> [PROBLEM REQUIREMENTS]:
Transcribe the records exactly. Pictures do not belong in the transcription.

> [MATERIAL PROVIDED]:
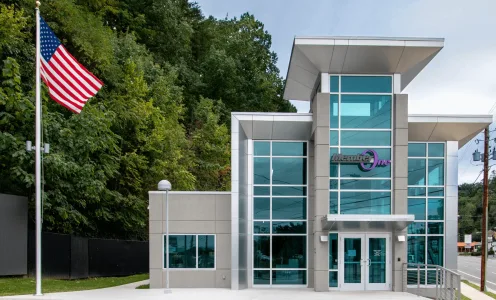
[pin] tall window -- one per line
(426, 163)
(190, 251)
(360, 123)
(279, 213)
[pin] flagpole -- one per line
(38, 155)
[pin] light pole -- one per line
(164, 185)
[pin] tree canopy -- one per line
(171, 79)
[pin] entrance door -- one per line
(365, 262)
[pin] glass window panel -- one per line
(366, 84)
(435, 228)
(365, 184)
(289, 227)
(261, 148)
(333, 137)
(289, 208)
(416, 228)
(416, 249)
(365, 138)
(366, 203)
(334, 113)
(261, 277)
(333, 184)
(435, 250)
(261, 208)
(365, 111)
(436, 150)
(206, 251)
(261, 227)
(334, 84)
(261, 170)
(333, 202)
(333, 251)
(333, 167)
(289, 170)
(261, 191)
(289, 149)
(416, 206)
(416, 192)
(416, 150)
(261, 251)
(436, 191)
(416, 171)
(289, 191)
(435, 209)
(182, 249)
(355, 170)
(436, 172)
(289, 277)
(289, 252)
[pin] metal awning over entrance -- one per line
(366, 222)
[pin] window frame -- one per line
(165, 257)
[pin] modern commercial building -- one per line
(340, 198)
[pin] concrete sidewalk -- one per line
(473, 294)
(128, 292)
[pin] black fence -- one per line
(71, 257)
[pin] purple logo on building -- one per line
(368, 160)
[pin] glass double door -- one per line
(365, 261)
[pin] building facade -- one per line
(341, 198)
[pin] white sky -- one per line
(459, 80)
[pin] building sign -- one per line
(368, 160)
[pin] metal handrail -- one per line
(447, 283)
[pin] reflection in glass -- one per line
(416, 171)
(261, 251)
(289, 149)
(289, 208)
(289, 277)
(365, 111)
(182, 251)
(289, 170)
(436, 171)
(206, 251)
(435, 209)
(261, 277)
(261, 170)
(366, 203)
(352, 260)
(289, 227)
(288, 252)
(261, 148)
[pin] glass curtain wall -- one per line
(426, 180)
(360, 123)
(279, 213)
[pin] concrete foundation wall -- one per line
(191, 213)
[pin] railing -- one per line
(431, 281)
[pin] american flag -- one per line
(69, 83)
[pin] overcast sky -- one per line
(459, 80)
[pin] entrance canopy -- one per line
(366, 222)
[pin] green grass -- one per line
(25, 286)
(475, 286)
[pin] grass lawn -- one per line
(26, 286)
(475, 286)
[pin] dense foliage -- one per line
(172, 77)
(470, 208)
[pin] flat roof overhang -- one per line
(366, 222)
(311, 56)
(438, 128)
(275, 126)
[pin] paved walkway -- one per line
(474, 294)
(128, 292)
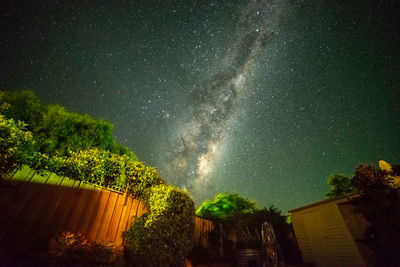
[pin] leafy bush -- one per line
(164, 236)
(225, 206)
(379, 202)
(74, 249)
(57, 130)
(102, 168)
(16, 145)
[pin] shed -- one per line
(331, 233)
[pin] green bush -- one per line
(57, 130)
(164, 236)
(16, 145)
(225, 206)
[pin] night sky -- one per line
(262, 98)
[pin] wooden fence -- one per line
(34, 208)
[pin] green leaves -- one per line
(165, 235)
(57, 130)
(102, 168)
(16, 145)
(225, 206)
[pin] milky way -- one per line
(262, 98)
(215, 102)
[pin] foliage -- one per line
(225, 206)
(379, 203)
(164, 236)
(57, 130)
(101, 167)
(339, 185)
(74, 249)
(16, 145)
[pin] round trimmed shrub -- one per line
(164, 236)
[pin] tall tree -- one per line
(380, 205)
(57, 130)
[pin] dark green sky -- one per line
(266, 99)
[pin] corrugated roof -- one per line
(348, 196)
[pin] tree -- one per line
(57, 130)
(225, 206)
(16, 145)
(339, 185)
(379, 202)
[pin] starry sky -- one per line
(262, 98)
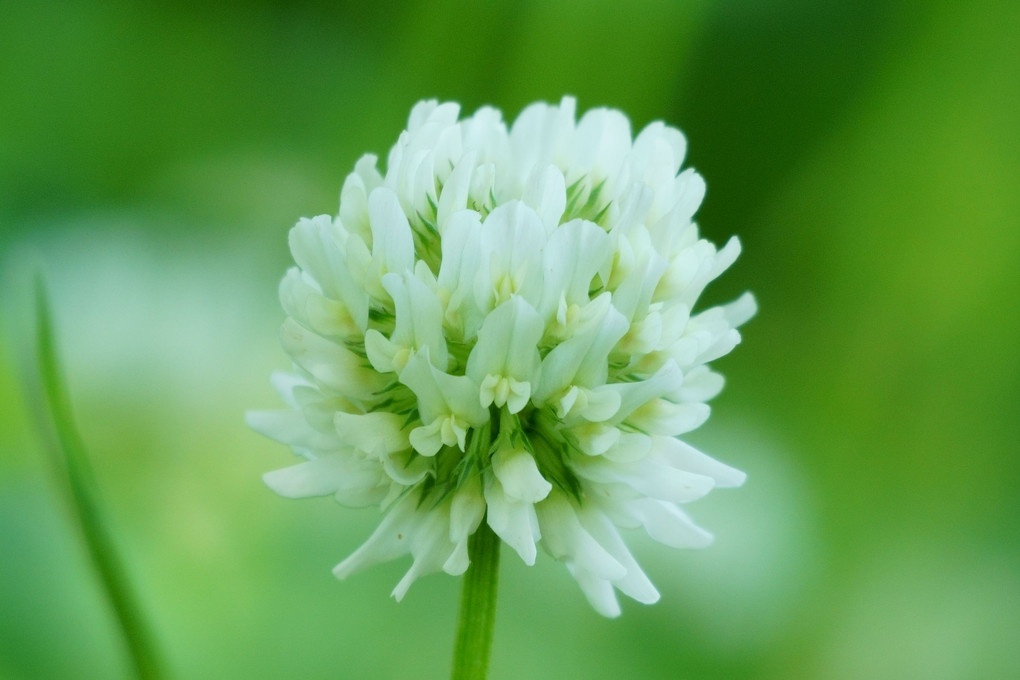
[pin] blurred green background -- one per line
(867, 153)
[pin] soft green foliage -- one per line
(864, 152)
(71, 461)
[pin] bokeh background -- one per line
(153, 156)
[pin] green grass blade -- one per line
(71, 458)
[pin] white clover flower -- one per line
(501, 328)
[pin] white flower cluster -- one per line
(500, 329)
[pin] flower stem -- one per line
(477, 607)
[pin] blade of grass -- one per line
(71, 459)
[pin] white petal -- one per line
(566, 539)
(668, 524)
(507, 345)
(519, 476)
(290, 427)
(546, 193)
(662, 417)
(374, 433)
(337, 474)
(684, 457)
(513, 521)
(332, 365)
(599, 591)
(393, 245)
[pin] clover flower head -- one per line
(501, 328)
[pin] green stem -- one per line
(477, 607)
(71, 458)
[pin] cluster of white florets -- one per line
(500, 329)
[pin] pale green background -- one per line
(867, 154)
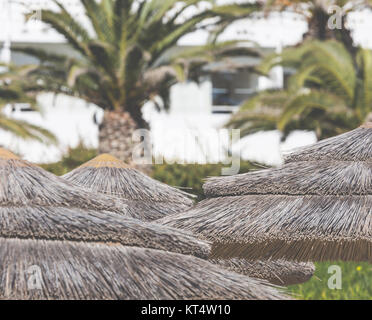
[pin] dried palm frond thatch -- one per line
(279, 272)
(37, 205)
(355, 145)
(91, 226)
(316, 207)
(108, 175)
(298, 178)
(39, 269)
(23, 183)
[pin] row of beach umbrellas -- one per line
(108, 231)
(87, 246)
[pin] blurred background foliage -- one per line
(356, 283)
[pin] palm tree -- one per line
(327, 93)
(123, 63)
(13, 89)
(318, 15)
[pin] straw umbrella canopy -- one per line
(151, 199)
(316, 207)
(278, 272)
(73, 270)
(35, 204)
(50, 251)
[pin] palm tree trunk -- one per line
(115, 135)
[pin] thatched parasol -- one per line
(151, 199)
(35, 204)
(68, 270)
(279, 272)
(316, 207)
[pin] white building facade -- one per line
(196, 109)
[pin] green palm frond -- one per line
(128, 46)
(328, 92)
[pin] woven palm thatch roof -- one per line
(150, 198)
(68, 270)
(52, 251)
(279, 272)
(316, 207)
(23, 183)
(36, 205)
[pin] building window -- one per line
(232, 88)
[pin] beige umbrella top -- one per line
(79, 253)
(35, 204)
(317, 206)
(150, 198)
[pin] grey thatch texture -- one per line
(102, 258)
(316, 207)
(279, 272)
(301, 228)
(23, 183)
(67, 270)
(37, 205)
(355, 145)
(298, 178)
(37, 222)
(150, 198)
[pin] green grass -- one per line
(356, 283)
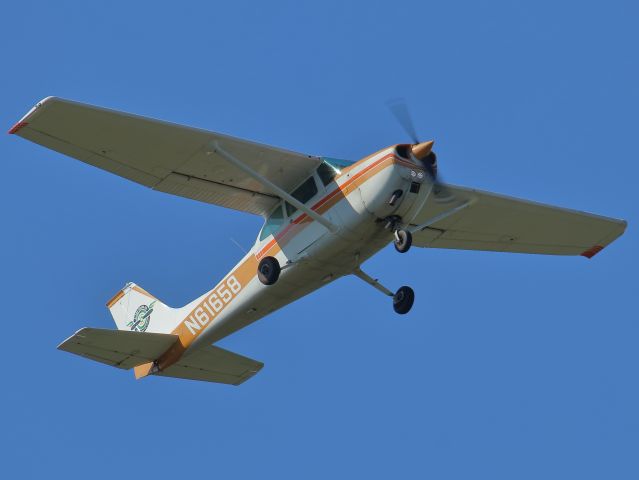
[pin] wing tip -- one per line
(592, 251)
(23, 122)
(16, 128)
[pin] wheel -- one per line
(268, 271)
(403, 300)
(403, 241)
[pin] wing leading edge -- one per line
(499, 223)
(164, 156)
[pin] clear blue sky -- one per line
(508, 366)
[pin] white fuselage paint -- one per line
(314, 257)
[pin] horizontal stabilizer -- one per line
(118, 348)
(214, 364)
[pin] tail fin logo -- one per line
(141, 318)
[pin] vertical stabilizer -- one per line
(135, 309)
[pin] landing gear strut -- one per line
(402, 299)
(268, 270)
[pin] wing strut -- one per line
(440, 217)
(274, 188)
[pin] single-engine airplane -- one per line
(323, 218)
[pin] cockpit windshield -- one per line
(273, 223)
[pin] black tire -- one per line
(268, 271)
(405, 241)
(403, 300)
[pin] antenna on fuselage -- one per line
(237, 244)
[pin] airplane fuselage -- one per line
(357, 201)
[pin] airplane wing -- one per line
(213, 364)
(505, 224)
(118, 348)
(164, 156)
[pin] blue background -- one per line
(509, 366)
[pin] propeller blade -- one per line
(399, 109)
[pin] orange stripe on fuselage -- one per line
(248, 269)
(327, 203)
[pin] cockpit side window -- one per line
(273, 223)
(326, 173)
(303, 193)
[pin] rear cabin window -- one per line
(273, 223)
(326, 173)
(303, 193)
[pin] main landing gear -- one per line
(403, 298)
(268, 270)
(402, 238)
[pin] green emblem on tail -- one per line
(141, 318)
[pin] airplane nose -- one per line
(421, 150)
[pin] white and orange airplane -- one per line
(323, 218)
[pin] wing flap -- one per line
(504, 224)
(161, 155)
(118, 348)
(214, 364)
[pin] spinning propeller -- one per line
(422, 151)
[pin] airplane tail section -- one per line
(136, 310)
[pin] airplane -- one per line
(324, 217)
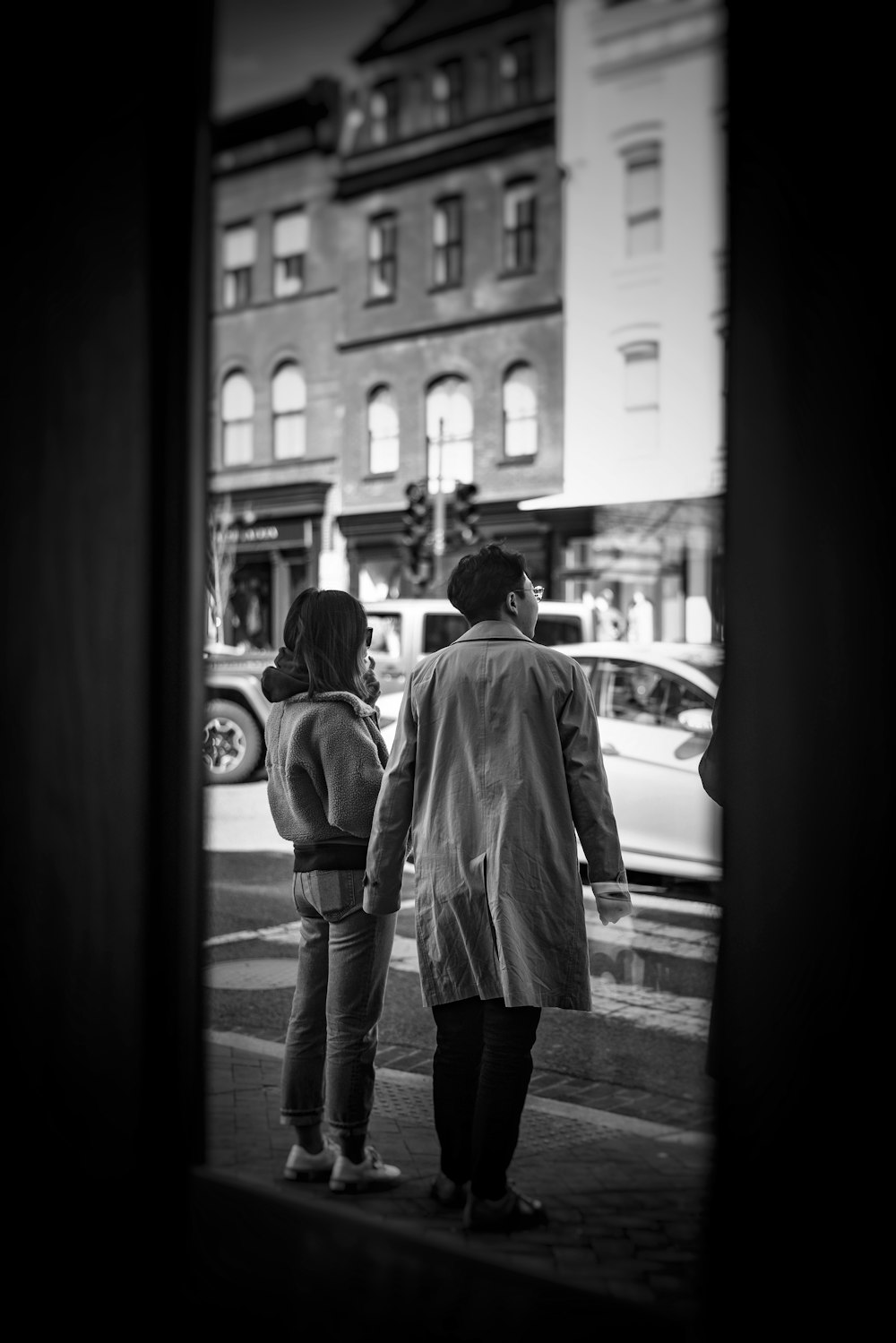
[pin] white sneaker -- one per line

> [SOLUTION FOR THIS PROBLEM]:
[pin] tall window -- one per line
(426, 163)
(190, 251)
(360, 123)
(279, 213)
[pin] flagpole -- one per line
(38, 155)
[pin] light pole -- one per line
(164, 185)
[pin] tree canopy -- one per line
(171, 79)
[pin] entrance door -- one per line
(365, 262)
[pin] glass window panel -- one per line
(366, 84)
(435, 228)
(365, 184)
(289, 227)
(261, 148)
(333, 137)
(289, 208)
(416, 228)
(416, 249)
(365, 138)
(366, 203)
(334, 113)
(261, 277)
(333, 184)
(435, 250)
(261, 208)
(365, 111)
(436, 150)
(206, 251)
(261, 227)
(334, 84)
(261, 170)
(333, 202)
(333, 251)
(333, 167)
(289, 170)
(261, 191)
(289, 149)
(416, 206)
(416, 192)
(416, 150)
(261, 251)
(436, 191)
(416, 171)
(289, 191)
(435, 209)
(182, 249)
(355, 170)
(436, 172)
(289, 277)
(289, 252)
[pin] metal awning over entrance -- one per line
(366, 222)
[pin] window frame -- one per line
(165, 257)
[pin] modern commercial building -- one per line
(340, 198)
[pin] concrete sidewalk -- one per line
(473, 294)
(128, 292)
[pin] black fence -- one per line
(71, 257)
[pin] purple logo on building -- one per line
(368, 160)
[pin] glass double door -- one per line
(365, 261)
[pin] building facade -- one per line
(341, 198)
[pin] white sky -- one per line
(459, 80)
[pin] building sign -- one per line
(368, 160)
[pin] metal handrail -- one per line
(447, 283)
[pin] reflection in glass -- one per line
(416, 171)
(261, 251)
(289, 149)
(289, 208)
(289, 277)
(365, 111)
(182, 251)
(289, 170)
(436, 171)
(206, 251)
(435, 209)
(261, 277)
(261, 170)
(366, 203)
(352, 260)
(289, 227)
(288, 252)
(261, 148)
[pin] glass curtain wall -- one per line
(426, 180)
(360, 123)
(279, 213)
[pin] concrete foundation wall -- one per line
(191, 213)
[pin] railing -- one per line
(431, 281)
[pin] american flag -- one per line
(69, 83)
[pin] overcast sky -- one per line
(459, 80)
[pin] entrance canopy -- one per line
(366, 222)
[pin] green grass -- one per line
(25, 286)
(475, 286)
[pin] grass lawn -- one per line
(26, 286)
(475, 286)
[pin] dense foliage -- one per line
(172, 77)
(470, 208)
[pin] flat roof overhang -- one per line
(366, 222)
(311, 56)
(438, 128)
(275, 126)
[pin] paved walkway -- one per line
(474, 294)
(128, 292)
[pin] leafy bush -- one per line
(164, 236)
(225, 206)
(379, 202)
(74, 249)
(57, 130)
(102, 168)
(16, 145)
[pin] shed -- one per line
(331, 233)
[pin] green bush -- one per line
(57, 130)
(164, 236)
(16, 145)
(225, 206)
[pin] night sky -- one per line
(262, 98)
[pin] wooden fence -- one per line
(34, 208)
[pin] green leaves -- one per line
(165, 235)
(57, 130)
(102, 168)
(16, 145)
(225, 206)
[pin] milky way -- one per line
(262, 98)
(215, 102)
[pin] foliage -- one per line
(225, 206)
(379, 203)
(164, 236)
(57, 130)
(101, 167)
(339, 185)
(74, 249)
(16, 145)
[pin] round trimmed shrub -- one per line
(164, 236)
[pin] tall tree -- one per line
(380, 205)
(57, 130)
[pin] dark green sky -- one per line
(266, 99)
[pin] corrugated roof -- one per line
(348, 196)
[pin] tree -- one per line
(57, 130)
(225, 206)
(16, 145)
(339, 185)
(379, 202)
[pin] starry sky -- one per line
(262, 98)
[pin] blurred green background -- one per line
(867, 153)
[pin] soft green foliage -- one per line
(864, 152)
(71, 461)
[pin] bokeh background -- one per line
(153, 156)
[pin] green grass blade -- one per line
(71, 458)
[pin] white clover flower -- one per line
(501, 328)
[pin] white flower cluster -- one per line
(500, 329)
[pin] flower stem -- one per line
(477, 607)
[pin] blade of grass -- one per line
(71, 459)
[pin] white petal -- one per line
(566, 539)
(668, 524)
(507, 345)
(519, 476)
(290, 427)
(546, 193)
(662, 417)
(374, 433)
(337, 474)
(684, 457)
(513, 521)
(332, 365)
(599, 591)
(393, 245)
[pin] clover flower head -- one per line
(501, 328)
[pin] green stem -- one per line
(477, 607)
(71, 458)
[pin] cluster of white florets -- one per line
(500, 329)
[pin] pale green background -- one per line
(867, 154)
[pin] dried palm frond thatch -- one per line
(279, 272)
(37, 205)
(355, 145)
(91, 226)
(316, 207)
(108, 175)
(298, 178)
(39, 269)
(23, 183)
[pin] row of beach umbrellas -- one per line
(108, 231)
(87, 246)
[pin] blurred background foliage -- one per line
(356, 283)
[pin] palm tree -- one per line
(327, 93)
(123, 63)
(13, 89)
(318, 15)
[pin] straw umbrella canopy -- one per line
(151, 199)
(316, 207)
(278, 272)
(73, 270)
(35, 204)
(50, 251)
[pin] palm tree trunk -- one per line
(115, 135)
[pin] thatched parasol -- one per line
(151, 199)
(35, 204)
(68, 270)
(279, 272)
(316, 207)
[pin] white building facade -- one per line
(196, 109)
[pin] green palm frond -- one per line
(128, 46)
(328, 92)
[pin] woven palm thatch roof -- one per line
(150, 198)
(68, 270)
(52, 251)
(279, 272)
(316, 207)
(23, 183)
(36, 205)
[pin] building window -- one per line
(232, 88)
[pin] beige umbrella top -- one per line
(79, 253)
(35, 204)
(317, 206)
(150, 198)
[pin] grey thatch texture -- one per line
(102, 258)
(316, 207)
(279, 272)
(301, 228)
(23, 183)
(67, 270)
(37, 205)
(355, 145)
(298, 178)
(37, 222)
(150, 198)
[pin] green grass -- one per line
(356, 283)
[pin] wing tip -- one per line
(592, 251)
(23, 122)
(16, 128)
[pin] wheel -- one per line
(268, 271)
(403, 300)
(403, 241)
[pin] wing leading edge -- one per line
(499, 223)
(164, 156)
[pin] clear blue sky -- one per line
(508, 366)
[pin] white fuselage paint -- one per line
(314, 257)
[pin] horizontal stabilizer -- one per line
(118, 348)
(214, 364)
[pin] tail fin logo -- one per line
(141, 318)
[pin] vertical stabilizer -- one per line
(135, 309)
[pin] landing gear strut -- one per line
(402, 299)
(268, 270)
[pin] wing strut -- one per line
(440, 217)
(274, 188)
[pin] single-engine airplane -- one per line
(323, 218)
[pin] cockpit windshield -- one per line
(273, 223)
[pin] black tire -- one per line
(268, 271)
(405, 241)
(403, 300)
[pin] antenna on fuselage -- one per line
(237, 244)
[pin] airplane fuselage -- one per line
(357, 201)
[pin] airplane wing -- one per line
(213, 364)
(505, 224)
(118, 348)
(164, 156)
[pin] blue background -- one per line
(509, 366)
[pin] propeller blade -- one per line
(399, 109)
[pin] orange stripe on fuselage -- one per line
(248, 269)
(327, 203)
[pin] cockpit side window -- one per line
(273, 223)
(326, 173)
(303, 193)
[pin] rear cabin window -- one per line
(273, 223)
(326, 173)
(303, 193)
[pin] main landing gear -- one per line
(403, 298)
(268, 270)
(402, 238)
[pin] green emblem on tail -- one per line
(141, 318)
[pin] airplane nose -- one per line
(421, 150)
[pin] white and orange airplane -- one per line
(323, 218)
[pin] wing flap -- one per line
(504, 224)
(161, 155)
(118, 348)
(214, 364)
[pin] spinning propeller -- one per line
(422, 151)
[pin] airplane tail section -- one per line
(136, 310)
[pin] airplane -- one per line
(324, 217)
[pin] white sneaker -- one per line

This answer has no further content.